**TASK BRIEF:**
Copy out every line in the two blocks of rows below that contains the word "Target".
● ● ● ●
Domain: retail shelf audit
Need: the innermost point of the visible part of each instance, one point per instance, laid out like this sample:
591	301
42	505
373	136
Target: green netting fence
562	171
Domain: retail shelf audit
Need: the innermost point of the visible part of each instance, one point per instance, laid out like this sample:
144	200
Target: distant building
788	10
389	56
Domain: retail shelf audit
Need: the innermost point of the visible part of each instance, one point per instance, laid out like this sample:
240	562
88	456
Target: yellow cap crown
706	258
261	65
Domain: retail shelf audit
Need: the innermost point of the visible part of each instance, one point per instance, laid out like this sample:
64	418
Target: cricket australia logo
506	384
● ● ● ●
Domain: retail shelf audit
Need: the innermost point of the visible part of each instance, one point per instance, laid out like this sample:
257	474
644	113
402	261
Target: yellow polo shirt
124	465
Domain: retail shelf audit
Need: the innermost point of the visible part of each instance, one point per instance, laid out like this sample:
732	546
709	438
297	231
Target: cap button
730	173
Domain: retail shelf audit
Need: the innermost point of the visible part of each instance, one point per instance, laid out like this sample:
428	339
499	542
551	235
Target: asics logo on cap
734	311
● ● ● ●
**OUTPUT OF THE TASK:**
Target: green netting fence
Target: distant building
Target: yellow cap crown
Target: cricket australia logo
Target: yellow polo shirt
Target: cap button
Target: asics logo on cap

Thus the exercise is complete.